PROBLEM DETAILS >> Render the stretch of the records from the line containing "the stone step" through the line containing "x=579, y=277", both included, as a JSON list of strings with one string per line and blank lines omitted.

● ● ●

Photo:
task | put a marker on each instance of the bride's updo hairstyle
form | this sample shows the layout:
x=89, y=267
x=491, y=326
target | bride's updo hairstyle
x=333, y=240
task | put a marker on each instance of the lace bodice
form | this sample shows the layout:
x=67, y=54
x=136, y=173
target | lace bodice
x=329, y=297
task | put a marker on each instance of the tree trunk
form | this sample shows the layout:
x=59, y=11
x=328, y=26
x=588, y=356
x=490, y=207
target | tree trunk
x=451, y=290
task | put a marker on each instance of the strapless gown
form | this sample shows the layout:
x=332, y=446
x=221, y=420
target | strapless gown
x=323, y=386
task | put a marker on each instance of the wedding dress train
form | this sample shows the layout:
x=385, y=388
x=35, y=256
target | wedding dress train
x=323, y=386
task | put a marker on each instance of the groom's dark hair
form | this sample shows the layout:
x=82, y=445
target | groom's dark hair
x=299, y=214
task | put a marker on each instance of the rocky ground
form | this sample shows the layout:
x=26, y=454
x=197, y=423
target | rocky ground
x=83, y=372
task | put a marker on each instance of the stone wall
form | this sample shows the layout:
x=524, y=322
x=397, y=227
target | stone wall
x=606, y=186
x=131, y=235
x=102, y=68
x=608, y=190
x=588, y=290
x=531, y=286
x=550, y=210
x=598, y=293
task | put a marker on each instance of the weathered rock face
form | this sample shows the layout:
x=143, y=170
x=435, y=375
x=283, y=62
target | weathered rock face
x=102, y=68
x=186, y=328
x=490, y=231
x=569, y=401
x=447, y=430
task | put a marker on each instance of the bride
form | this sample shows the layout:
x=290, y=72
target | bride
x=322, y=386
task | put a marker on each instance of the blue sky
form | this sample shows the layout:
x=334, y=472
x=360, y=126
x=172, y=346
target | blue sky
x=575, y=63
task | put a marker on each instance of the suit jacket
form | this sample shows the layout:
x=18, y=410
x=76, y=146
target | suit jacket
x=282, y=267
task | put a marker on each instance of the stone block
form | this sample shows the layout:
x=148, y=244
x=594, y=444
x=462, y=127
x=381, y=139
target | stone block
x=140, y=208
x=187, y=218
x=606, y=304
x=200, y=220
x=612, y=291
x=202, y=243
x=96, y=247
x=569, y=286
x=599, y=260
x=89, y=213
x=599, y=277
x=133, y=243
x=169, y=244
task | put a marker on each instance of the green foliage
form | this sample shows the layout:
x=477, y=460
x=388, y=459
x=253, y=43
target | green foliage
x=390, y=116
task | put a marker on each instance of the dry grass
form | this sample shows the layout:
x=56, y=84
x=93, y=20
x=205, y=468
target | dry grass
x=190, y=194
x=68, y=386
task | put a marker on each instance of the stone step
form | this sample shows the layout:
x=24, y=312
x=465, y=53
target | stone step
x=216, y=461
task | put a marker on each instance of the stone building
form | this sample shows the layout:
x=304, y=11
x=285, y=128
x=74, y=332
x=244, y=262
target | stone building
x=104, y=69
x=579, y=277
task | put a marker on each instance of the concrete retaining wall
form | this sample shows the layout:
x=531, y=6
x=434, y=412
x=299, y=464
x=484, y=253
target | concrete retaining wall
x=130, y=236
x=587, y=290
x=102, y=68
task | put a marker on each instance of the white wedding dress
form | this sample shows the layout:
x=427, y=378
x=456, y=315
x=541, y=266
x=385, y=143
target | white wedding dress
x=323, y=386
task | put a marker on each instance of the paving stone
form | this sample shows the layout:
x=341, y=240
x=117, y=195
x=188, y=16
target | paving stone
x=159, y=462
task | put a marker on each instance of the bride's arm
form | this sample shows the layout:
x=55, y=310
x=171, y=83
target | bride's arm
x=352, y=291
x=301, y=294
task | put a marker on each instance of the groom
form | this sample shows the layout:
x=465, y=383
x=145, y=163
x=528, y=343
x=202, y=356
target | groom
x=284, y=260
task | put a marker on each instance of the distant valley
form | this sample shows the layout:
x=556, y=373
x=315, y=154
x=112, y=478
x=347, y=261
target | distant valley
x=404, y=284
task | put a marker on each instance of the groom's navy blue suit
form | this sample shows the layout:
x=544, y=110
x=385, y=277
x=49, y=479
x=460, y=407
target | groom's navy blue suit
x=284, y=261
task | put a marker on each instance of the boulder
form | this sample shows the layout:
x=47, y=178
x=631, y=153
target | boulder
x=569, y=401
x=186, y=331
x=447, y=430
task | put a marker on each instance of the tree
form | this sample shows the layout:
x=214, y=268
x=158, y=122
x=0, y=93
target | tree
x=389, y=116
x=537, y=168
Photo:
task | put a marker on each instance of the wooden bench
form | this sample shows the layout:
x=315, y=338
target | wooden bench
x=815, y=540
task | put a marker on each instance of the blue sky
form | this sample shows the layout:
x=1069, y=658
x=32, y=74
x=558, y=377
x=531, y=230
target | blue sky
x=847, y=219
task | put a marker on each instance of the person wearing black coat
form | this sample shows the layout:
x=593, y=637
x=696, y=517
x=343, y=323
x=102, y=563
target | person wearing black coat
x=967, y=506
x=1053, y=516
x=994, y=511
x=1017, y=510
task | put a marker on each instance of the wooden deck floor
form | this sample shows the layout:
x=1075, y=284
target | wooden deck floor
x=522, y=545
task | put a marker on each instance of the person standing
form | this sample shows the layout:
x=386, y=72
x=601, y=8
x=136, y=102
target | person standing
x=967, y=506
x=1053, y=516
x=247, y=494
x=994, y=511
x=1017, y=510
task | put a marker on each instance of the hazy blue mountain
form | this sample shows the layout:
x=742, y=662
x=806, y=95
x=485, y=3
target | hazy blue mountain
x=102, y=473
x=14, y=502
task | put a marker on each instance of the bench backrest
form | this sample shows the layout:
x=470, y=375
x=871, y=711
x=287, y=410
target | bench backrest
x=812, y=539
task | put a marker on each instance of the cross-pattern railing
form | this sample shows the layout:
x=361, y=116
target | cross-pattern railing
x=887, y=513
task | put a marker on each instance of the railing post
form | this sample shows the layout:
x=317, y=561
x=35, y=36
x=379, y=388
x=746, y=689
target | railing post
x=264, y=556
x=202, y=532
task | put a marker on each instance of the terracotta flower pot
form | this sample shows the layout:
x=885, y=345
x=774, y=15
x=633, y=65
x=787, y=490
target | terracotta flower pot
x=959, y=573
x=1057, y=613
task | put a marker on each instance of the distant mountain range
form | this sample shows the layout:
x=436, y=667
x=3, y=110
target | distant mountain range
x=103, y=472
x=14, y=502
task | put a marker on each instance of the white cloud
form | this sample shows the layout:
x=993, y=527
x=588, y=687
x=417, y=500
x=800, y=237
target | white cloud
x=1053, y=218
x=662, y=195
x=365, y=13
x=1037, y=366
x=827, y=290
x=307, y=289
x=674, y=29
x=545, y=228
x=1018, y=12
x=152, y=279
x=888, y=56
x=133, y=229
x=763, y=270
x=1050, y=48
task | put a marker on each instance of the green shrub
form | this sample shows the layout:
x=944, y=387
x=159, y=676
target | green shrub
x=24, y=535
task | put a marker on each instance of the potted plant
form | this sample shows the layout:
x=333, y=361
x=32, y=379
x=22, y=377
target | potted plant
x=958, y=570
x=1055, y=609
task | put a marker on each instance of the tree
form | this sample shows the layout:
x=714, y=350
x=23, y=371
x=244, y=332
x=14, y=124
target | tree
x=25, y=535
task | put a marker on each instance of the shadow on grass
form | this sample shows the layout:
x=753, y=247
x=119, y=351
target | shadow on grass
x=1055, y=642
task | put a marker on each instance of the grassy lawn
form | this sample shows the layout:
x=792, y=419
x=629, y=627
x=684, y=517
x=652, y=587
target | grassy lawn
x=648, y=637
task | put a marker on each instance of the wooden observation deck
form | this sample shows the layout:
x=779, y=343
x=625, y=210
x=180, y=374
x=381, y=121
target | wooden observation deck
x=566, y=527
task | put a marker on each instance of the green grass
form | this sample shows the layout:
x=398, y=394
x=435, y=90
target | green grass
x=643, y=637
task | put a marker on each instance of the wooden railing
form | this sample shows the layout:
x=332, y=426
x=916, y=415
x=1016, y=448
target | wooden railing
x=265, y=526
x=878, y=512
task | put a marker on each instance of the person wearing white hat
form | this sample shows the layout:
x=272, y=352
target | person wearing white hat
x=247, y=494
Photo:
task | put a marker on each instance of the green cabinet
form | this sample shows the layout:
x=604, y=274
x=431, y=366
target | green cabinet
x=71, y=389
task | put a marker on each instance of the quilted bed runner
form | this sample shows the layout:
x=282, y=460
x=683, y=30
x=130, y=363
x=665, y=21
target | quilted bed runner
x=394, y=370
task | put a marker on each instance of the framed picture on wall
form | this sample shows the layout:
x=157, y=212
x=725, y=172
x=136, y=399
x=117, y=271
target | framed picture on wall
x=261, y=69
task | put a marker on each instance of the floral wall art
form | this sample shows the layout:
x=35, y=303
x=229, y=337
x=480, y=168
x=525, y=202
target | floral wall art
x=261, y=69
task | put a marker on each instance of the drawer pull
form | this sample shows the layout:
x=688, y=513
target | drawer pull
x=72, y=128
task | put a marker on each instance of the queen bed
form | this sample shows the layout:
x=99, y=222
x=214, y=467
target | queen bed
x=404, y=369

● ● ●

COMPLETE OUTPUT >>
[
  "task | put a marker on each instance of the stone step",
  "form | this sample shows the layout:",
  "x=24, y=312",
  "x=465, y=53",
  "target | stone step",
  "x=216, y=461",
  "task | put a marker on each instance of the stone building",
  "form | this sample shows the layout:",
  "x=304, y=11",
  "x=285, y=128",
  "x=74, y=332",
  "x=244, y=262",
  "target | stone building",
  "x=104, y=69",
  "x=579, y=277"
]